◆ **EXCERPT PROVIDED**:

I met Nitsana in Toronto about 19 years ago. She was fresh out of law school but had lead a team of fellow students who started a law suit against terrorists before graduation. And so began her career and she never looked back. Can you imagine the scope of these lawsuits against banks and countries. But Nitsana was obviously up to the task and has paved the way for others to follow. Ted Belman
When I was a child, terrorism scared me more than the other kids.
Immigrants carry the fears they know to their new countries and pass them on to their children, often out of context. So having Israeli parents in New Jersey in the 1970s meant growing up worrying that Arab terrorists—rather than kidnappers, tornadoes, or ICBMs—were going to get me. Each night we waited for Walter Cronkite to tell us what evils had befallen our faraway people. A hijacked airplane. A seaside resort attacked by men with rifles and grenades. An elementary school, the murder of children. I was Israeli, and I believed these things could happen to me, too.
In that world, terrorists were crazy, demented, evil people who took guns into schoolhouses and shot up buses and reveled in the blood they had shed, all in order to make a political statement—a statement that my people, my family, my life had no legitimacy at all. It was both grotesque and chaotic. Outside of the realms of law and sense and humanity.
And then I grew up, and the same dark forces expanded and threatened to engulf the whole world: 9/11 and 7/7 and Madrid and Mumbai made terrorism everyone’s problem.
But then, after a few years of major global concern and greater and lesser wars, something else happened. At some point in the last decade, terrorism went from being something demonic and nightmarish to something more like a disease that we knew how to fight. Dangerous if left untreated, but beatable nonetheless. We had somehow put it into a box.
Part of what changed was the determination of Western governments, especially after 9/11, to militarily attack terror bases around the world. Al-Qaeda, in particular, had its whole command structure decimated. But alongside the military campaign was the recognition that terror networks needed money, legitimacy, and freedom to operate—all of which they got from the legitimate global political and commercial systems of the world. Terrorists, it turned out, lived, basically, in the same world we did. The U.S. Treasury, helped by new legislation and led by Under Secretary Stuart Levey under both the Bush and first Obama administrations, took the charge in enforcing strict anti-terror measures against corporations and governments that were on the wrong side of the battle. Intelligence agencies, too, started prioritizing tracking bank accounts and wire transfers. American diplomats lobbied foreign governments to join the effort.

◆ **WORK INSTRUCTION**: In the terrorism text, rewrite the part that opens with "And then I grew" and closes with "terrorism everyone’s problem.", switching "Madrid" to "Bali".

◆ **INPUT DATA**:
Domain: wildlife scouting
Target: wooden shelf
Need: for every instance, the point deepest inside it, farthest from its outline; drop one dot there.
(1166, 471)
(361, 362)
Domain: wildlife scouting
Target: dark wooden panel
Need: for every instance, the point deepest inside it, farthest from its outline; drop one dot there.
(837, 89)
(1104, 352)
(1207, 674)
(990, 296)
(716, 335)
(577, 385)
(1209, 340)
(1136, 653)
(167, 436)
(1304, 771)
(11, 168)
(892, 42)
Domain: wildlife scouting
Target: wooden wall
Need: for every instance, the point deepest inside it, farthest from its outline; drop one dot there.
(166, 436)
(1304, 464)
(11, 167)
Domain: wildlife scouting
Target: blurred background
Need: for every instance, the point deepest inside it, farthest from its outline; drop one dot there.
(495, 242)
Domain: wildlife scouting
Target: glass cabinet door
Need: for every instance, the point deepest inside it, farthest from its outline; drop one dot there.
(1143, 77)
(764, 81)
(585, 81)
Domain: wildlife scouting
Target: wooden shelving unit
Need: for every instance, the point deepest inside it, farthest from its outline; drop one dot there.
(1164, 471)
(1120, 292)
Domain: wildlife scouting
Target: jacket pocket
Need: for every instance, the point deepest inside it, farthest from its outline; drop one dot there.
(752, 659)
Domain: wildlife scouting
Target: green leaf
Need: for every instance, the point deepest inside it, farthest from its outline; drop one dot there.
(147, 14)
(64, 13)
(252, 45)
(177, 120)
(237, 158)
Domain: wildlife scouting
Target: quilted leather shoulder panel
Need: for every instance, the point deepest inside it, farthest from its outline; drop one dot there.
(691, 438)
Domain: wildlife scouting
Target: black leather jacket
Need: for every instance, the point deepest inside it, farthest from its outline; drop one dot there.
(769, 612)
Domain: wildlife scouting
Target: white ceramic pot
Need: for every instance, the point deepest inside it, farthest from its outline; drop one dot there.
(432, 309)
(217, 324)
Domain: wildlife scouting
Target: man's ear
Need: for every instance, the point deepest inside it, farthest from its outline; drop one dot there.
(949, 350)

◆ **EXPECTED ANSWER**:
And then I grew up, and the same dark forces expanded and threatened to engulf the whole world: 9/11 and 7/7 and Bali and Mumbai made terrorism everyone’s problem.